■ Texte du document:

________

|
Réseau Voltaire
Les
projets d'attentats déjoués en Allemagne : menace réelle ou
imaginaire ?
« Fritz le terroriste », un conte
à dormir debout
Jürgen Elsässer* 24
septembre 2007 Le 5 septembre
2007, les autorités de Berlin ont annoncé l’arrestation de
trois islamistes, deux Allemands et un Turc, accusé de préparer
un attentat de grande ampleur contre des intérêts états-uniens
en République fédérale. Cette nouvelle a suscité une hystérie
médiatique et une généralisation du soupçon : de bons
Allemands, peut-être des voisins, peuvent se transformer en
dangereux terroristes. Cependant, observe Jürgen Elsässer, les
éléments connus de cette affaire permettent de conclure que les
suspects ne représentaient aucun danger réel et que leurs
agissements sont un grossier montage destiné à être repéré et
interrompu.
Juste au moment de la commémoration
du 11-Septembre, des terroristes islamiques voulaient commettre un
« attentat atroce » avec « un nombre très élevé
de morts » (Spiegel Online) qui aurait
« fait surgir en Allemagne une dimension de la terreur
jamais connue auparavant » (Frankfurter
Allgemeine Zeitung – FAZ) et qui a pu être évité
seulement « à la dernière minute » (Lausitzer
Rundschau) grâce à l’action résolue des forces de sécurité.
Il y a un an, de telles prophéties avaient déjà eu lieu autour
de la prétendue valise à la bombe découverte à la gare
principale de Cologne. Pourtant, depuis, la situation s’est
aggravée comme le résume l’éditorialiste du FAZ,
Berthold Kohler : « Les bombes deviennent plus grandes
et leurs poseurs apparemment plus professionnels. C’est une réalité
à laquelle on doit faire face également dans notre pays. Elle
est depuis la récente opération policière si évidente que Schäuble [1]
a pu se passer d’ajouter son éternelle revendication pour une
perquisition online. »
Cependant, pour le malheur du
ministre de l’Intérieur et de ses ventriloques de Frankfort,
l’attentat a prouvé le contraire : les prétendus poseurs
de bombes font preuve de plus en plus d’amateurisme et
d’idiotie. Fritz G., le prétendu meneur du trio, appréhendé
le 11 septembre à Oberschledorn dans le Sauerland, rappelle
involontairement le personnage principal de la comédie de Woody
Allen Prends l’oseille et tire-toi.
Dans Wikipedia,
le dictionnaire sur internet, il est écrit sur ce malchanceux
personnage de cinéma : « Né dans un environnement
pauvre, il a dû s’exposer très tôt déjà aux difficultés
rencontrées dans un milieu défavorisé. On lui casse toujours
ses lunettes. Plus tard, on lui détruira également son cher
violoncelle. C’est pourquoi, il décide de prendre ce qu’il
veut. Certes, il devient très vite évident, que Virgil est plein
d’énergie criminelle mais que la réalisation de ses plans
hardis échoue toujours à cause de sa maladresse. Après s’être
évadé plusieurs fois de prison et avoir essayé de s’améliorer,
Virgil est condamné finalement à 800 ans de détention, mais il
espère, pour son bon comportement, n’en devoir faire que la
moitié. »

________

■ Données de l'exercice:
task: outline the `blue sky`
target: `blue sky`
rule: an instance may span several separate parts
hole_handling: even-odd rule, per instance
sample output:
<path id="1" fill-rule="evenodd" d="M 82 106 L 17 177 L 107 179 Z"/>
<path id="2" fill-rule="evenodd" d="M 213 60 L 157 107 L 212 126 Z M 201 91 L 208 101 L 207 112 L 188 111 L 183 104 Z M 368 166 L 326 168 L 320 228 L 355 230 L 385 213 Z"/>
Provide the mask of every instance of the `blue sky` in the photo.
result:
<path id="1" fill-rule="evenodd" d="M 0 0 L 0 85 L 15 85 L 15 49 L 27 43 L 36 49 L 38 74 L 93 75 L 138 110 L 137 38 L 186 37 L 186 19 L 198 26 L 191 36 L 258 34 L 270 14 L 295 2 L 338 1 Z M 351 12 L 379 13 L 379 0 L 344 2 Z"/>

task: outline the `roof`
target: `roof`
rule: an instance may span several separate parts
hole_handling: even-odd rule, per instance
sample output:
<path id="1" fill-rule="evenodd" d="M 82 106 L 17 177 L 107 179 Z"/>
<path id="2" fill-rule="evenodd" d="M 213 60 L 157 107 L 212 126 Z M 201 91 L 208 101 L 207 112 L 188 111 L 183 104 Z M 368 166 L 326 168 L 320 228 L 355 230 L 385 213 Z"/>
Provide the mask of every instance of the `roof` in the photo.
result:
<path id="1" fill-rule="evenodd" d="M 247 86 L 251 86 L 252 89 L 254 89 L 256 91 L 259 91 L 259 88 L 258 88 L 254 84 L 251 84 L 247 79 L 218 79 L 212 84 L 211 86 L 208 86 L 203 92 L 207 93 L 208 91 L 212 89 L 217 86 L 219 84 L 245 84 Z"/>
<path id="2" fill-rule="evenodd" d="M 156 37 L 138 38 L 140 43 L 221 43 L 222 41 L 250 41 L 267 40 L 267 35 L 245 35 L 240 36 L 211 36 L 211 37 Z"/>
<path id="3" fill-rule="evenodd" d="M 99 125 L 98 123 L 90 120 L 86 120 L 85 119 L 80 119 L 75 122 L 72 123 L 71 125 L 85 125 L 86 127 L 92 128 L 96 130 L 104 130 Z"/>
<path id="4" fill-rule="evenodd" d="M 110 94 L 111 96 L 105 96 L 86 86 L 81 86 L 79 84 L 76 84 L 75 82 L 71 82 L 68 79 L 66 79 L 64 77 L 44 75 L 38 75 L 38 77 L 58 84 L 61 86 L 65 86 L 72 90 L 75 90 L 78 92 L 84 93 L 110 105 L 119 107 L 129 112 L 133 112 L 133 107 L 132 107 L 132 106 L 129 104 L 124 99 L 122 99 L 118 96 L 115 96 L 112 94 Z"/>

________

■ Consignes:
1. Disposez en liste numérotée tout ce qui va du début des enregistrements jusqu'à la ligne contenant « 93 75 L 138 », celle-ci comprise, en laissant de côté les lignes vides.
2. Reprenez l'article sur les projets d'attentats déjoués en Allemagne là où il s'arrête.
Les enregistrements n'ont aucun lien avec l'article.

■ Réponses fournies:
1.
1. task: outline the `blue sky`
2. target: `blue sky`
3. rule: an instance may span several separate parts
4. hole_handling: even-odd rule, per instance
5. sample output:
6. <path id="1" fill-rule="evenodd" d="M 82 106 L 17 177 L 107 179 Z"/>
7. <path id="2" fill-rule="evenodd" d="M 213 60 L 157 107 L 212 126 Z M 201 91 L 208 101 L 207 112 L 188 111 L 183 104 Z M 368 166 L 326 168 L 320 228 L 355 230 L 385 213 Z"/>
8. Provide the mask of every instance of the `blue sky` in the photo.
9. result:
10. <path id="1" fill-rule="evenodd" d="M 0 0 L 0 85 L 15 85 L 15 49 L 27 43 L 36 49 L 38 74 L 93 75 L 138 110 L 137 38 L 186 37 L 186 19 L 198 26 L 191 36 L 258 34 L 270 14 L 295 2 L 338 1 Z M 351 12 L 379 13 L 379 0 L 344 2 Z"/>

2.
0,7 tonnes d’un seul coup
« Le terroriste Fritz et ses
dangereux complices » —tel est le titre de Die
Welt du 8 septembre— ont en tout cas fait preuve d’une
semblable maladresse. Bien qu’ils aient été prétendument
instruits dans un camp de formation dans le Nord du Pakistan pour
répandre la terreur, ils voulaient précisément mixer leurs
bombes avec un produit chimique qui n’est absolument pas
approprié pour cela : le péroxyde d’hydrogène est
jusqu’à aujourd’hui plutôt connu comme substance de base
pour la fabrication de produits décolorants pour les cheveux des
blondes artificielles de mauvaise réputation. Le Frankfurter
Allgemeine Zeitung forgea déjà l’expression de « bombes
au péroxyde d’hydrogène » ce qui est complètement
insensé, mais paraît très dangereux du fait de la résonance
ressemblant au terme : « bombe à l’hydrogène ».
En se référant aux attentats de la capitale espagnole du 11 mars
2004, qui ont fait près de 200 morts, on sait que le trio aurait
déjà préparé « une quantité vingt fois plus grande que
l’explosif utilisé à Madrid ».
Ce qui est prouvé, c’est
seulement que le groupe a acheté douze tonneaux avec en tout 730
kilogrammes de péroxyde d’hydrogène et les a stockés
provisoirement dans une maison près de Freudenstadt dans la Forêt
noire. Cependant, cette substance en elle-même n’est pas
dangereuse. Cela change seulement lorsque le produit chimique réagit
avec de l’acétone et d’autres acides ; alors, il en résulte
du triacétone tripéroxyde (TATP) ou l’apex. Le mélange est
toutefois tout à fait inutilisable pour la construction de bombes
car il explose trop facilement et de manière incontrôlée. Le Frankfurter
Allgemeine Zeitung doit même avouer que « l’apex est
très sensible en particulier à un coup, au frottement et à la
chaleur. Si l’explosif est conservé dans un récipient avec une
fermeture à vis, le frottement lors de l’ouverture peut déjà
provoquer l’explosion. L’important c’est que le mélange
soit au moment même de la production suffisamment froid, sinon il
explose. » Comment les auteurs auraient-ils pu sortir leurs
bombes à l’apex du garage de leur maison de vacances, et encore
plus vouloir les transporter à leur prétendue destination dans
un établissement états-unien quelconque sans qu’elles leur
explosent à la figure ?
D’ailleurs, l’apex n’a rien
à voir avec l’attentat à la bombe de Madrid —là, on sait
que de la dynamite issue des mines d’Asturie a été utilisée.
En ce qui concerne les attaques sur le réseau du tramway de
Londres le 7 juillet 2005, le TATP est toujours désigné par les
médias comme l’explosif utilisé, mais les rapports officiels
de la Chambre des Communes britannique et des services de
renseignement se taisent là-dessus.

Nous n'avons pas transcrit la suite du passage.